LISTED ENTRIES:
■ ■ ■ ■ ■ ■ ■

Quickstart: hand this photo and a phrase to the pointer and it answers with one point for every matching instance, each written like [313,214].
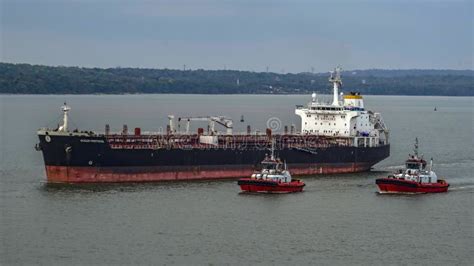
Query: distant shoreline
[229,94]
[47,80]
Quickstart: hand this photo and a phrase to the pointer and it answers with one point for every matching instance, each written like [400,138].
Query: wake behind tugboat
[415,178]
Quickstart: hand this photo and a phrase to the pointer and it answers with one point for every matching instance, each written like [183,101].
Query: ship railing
[226,142]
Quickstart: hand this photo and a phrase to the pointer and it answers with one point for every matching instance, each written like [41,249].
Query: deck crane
[212,120]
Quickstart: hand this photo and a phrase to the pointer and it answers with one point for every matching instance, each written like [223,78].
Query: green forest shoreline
[54,80]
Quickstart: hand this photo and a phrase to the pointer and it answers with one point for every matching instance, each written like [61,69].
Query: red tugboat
[415,178]
[273,178]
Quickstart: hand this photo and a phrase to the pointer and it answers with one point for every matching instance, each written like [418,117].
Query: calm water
[337,220]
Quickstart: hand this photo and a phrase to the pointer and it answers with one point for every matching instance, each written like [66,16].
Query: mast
[273,150]
[415,150]
[335,79]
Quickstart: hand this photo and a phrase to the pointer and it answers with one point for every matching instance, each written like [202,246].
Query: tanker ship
[335,137]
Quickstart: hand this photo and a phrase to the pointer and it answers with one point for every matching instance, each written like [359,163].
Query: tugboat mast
[415,150]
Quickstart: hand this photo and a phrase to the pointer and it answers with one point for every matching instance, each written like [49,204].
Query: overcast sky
[285,36]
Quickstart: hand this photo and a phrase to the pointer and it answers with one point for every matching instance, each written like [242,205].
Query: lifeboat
[273,178]
[414,178]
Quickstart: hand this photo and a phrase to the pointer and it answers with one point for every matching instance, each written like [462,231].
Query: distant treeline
[37,79]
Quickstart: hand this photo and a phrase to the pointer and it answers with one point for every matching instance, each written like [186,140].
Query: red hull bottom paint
[253,185]
[80,174]
[386,185]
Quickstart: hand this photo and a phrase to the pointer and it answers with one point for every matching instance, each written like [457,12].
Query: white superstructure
[342,118]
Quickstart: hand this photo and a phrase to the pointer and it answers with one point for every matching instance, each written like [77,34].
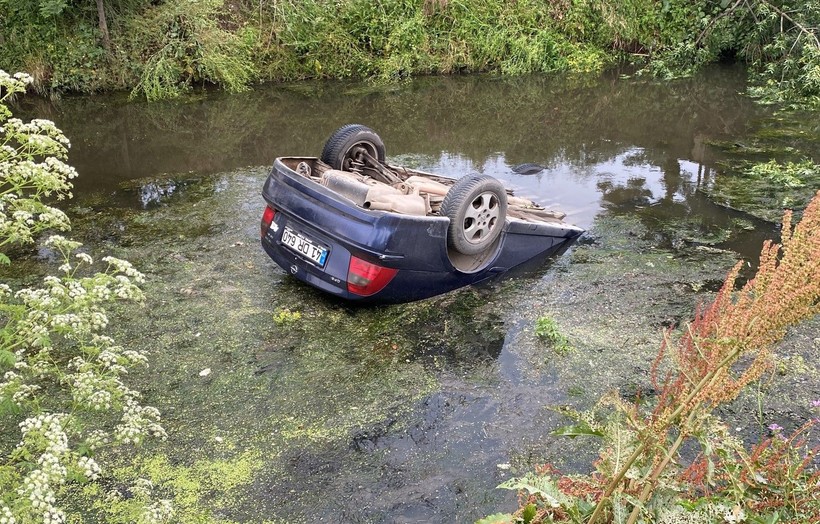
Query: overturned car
[356,227]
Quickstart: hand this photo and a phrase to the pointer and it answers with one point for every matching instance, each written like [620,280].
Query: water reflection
[609,143]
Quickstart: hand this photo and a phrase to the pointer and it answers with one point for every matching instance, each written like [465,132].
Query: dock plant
[641,474]
[63,394]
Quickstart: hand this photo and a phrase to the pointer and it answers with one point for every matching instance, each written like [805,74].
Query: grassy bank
[160,49]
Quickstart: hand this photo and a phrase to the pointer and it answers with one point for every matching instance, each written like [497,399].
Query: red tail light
[267,218]
[365,279]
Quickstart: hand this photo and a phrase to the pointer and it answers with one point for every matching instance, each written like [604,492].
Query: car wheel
[347,145]
[477,208]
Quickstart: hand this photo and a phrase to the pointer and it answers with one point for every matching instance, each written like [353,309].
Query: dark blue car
[356,227]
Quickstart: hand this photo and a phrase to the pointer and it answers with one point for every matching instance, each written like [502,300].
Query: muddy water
[324,412]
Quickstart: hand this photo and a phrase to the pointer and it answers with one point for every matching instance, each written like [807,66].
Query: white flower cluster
[89,468]
[42,135]
[24,392]
[96,439]
[6,517]
[93,390]
[38,485]
[157,513]
[137,422]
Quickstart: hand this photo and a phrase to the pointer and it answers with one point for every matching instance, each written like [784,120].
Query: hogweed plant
[62,393]
[640,474]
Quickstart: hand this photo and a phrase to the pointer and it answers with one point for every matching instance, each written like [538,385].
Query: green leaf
[577,430]
[529,513]
[7,359]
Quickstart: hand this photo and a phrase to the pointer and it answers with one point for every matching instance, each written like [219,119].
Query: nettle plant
[642,475]
[62,394]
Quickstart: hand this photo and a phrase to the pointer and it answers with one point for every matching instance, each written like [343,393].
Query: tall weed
[641,475]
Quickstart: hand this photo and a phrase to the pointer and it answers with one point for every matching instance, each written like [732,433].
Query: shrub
[640,474]
[62,386]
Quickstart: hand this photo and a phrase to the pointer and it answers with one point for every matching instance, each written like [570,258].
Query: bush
[62,387]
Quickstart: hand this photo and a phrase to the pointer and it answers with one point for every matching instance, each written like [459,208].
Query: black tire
[348,142]
[477,208]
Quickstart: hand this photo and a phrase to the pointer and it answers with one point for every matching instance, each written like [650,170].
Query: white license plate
[304,246]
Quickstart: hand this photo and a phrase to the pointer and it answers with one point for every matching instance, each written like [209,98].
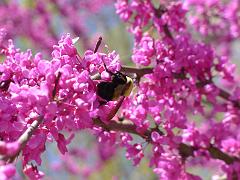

■ ■ ■ ■ ■ ■ ■

Pick out every row above that contains the word "ship", treating uppercase and lowercase as different, and copy each of those rows in full.

Query: ship railing
Query: tanker ship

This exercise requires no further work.